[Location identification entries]
* start *
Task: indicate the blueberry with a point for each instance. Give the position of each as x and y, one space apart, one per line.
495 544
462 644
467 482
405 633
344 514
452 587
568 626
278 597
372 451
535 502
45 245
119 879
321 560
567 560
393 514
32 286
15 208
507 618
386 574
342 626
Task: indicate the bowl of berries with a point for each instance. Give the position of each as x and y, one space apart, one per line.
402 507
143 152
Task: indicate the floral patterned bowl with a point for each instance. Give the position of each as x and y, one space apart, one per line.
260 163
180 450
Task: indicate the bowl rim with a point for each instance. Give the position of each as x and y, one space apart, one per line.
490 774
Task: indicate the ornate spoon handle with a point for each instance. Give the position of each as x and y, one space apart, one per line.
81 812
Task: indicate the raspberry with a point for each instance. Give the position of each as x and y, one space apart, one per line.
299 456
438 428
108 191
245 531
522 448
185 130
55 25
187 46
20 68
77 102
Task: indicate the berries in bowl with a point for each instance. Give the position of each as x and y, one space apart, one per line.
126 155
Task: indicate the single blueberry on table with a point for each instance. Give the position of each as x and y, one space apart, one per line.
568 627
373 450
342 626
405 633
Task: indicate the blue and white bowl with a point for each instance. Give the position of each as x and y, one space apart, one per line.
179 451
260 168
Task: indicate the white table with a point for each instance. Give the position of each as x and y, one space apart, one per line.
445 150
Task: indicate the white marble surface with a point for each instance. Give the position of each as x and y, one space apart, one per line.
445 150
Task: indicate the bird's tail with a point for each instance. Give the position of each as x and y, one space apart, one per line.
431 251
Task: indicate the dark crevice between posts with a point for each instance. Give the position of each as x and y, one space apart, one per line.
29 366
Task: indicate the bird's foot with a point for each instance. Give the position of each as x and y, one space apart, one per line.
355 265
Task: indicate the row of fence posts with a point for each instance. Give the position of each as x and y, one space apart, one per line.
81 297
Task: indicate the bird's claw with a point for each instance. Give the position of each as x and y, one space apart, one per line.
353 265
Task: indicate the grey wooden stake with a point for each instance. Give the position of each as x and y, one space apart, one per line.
* end *
Copy the material above back out, exactly as written.

Task: indicate the blueberry with a point for each instance. Give the position of each as x and y, one space apart, one per line.
495 544
462 644
467 482
405 633
344 514
452 587
568 626
278 597
372 451
535 502
45 245
119 879
321 560
567 560
393 514
32 286
15 208
507 618
386 574
342 626
Task: indicate the bowl of berries with a point for each instance. Give the position of each as x and y, one space apart, one per line.
402 507
143 152
Task: indicate the floral patterned bowl with a point for each instance. Give the position of each as x and y, one space apart, one per line.
260 163
180 450
Task: indicate the bowl rim with a point for each instance. Give the position of each as x and y, one space apart, one per line.
490 774
Task: indicate the ornate spoon handle with a point for each instance. Give the position of each as x and y, one space apart, one per line.
81 812
Task: indicate the raspberry with a point for each instance. Give the position of each as x and y, one space apart, one per line.
299 456
438 428
108 191
245 531
522 448
185 130
55 25
187 46
20 68
77 102
Task: indicate the berries in bowl with a point for each instance. Give the position of each as x and y, one space apart, one per line.
126 155
Task: indicate the single blueberry on table with a point for each instance. Give the position of each as x and y, one space apart, one per line.
568 627
373 450
342 626
405 633
Task: indicate the blue and white bowl with a point for each instance. Give the position of each as x and y, one space apart, one per line.
179 451
260 168
Task: indicate the white table with a point for each instance. Give the position of each as x and y, one space apart, one per line.
445 150
Task: indicate the white marble surface with a point for each instance. Give the position of each as x and y, one space apart, one per line.
445 150
Task: indicate the bird's tail with a point for each instance. Give the position of each as x and y, one space apart, one per line.
431 251
Task: indicate the dark crevice between posts with a point for each instance. Give the position of each as x and y, one space apart, one per line.
29 366
Task: indicate the bird's foot with a point for each instance. Give the position of each as x and y, one space apart, one per line.
355 265
Task: indicate the row of fence posts with a point for each instance. Give the position of each as x and y, one space apart, one per line.
81 297
Task: indicate the bird's claw with a point for each instance. Give the position of each as x and y, one space apart, one per line.
353 265
Task: indicate the grey wooden stake with a point for each instance. Give the position of each as x and y, one space apart, one per line.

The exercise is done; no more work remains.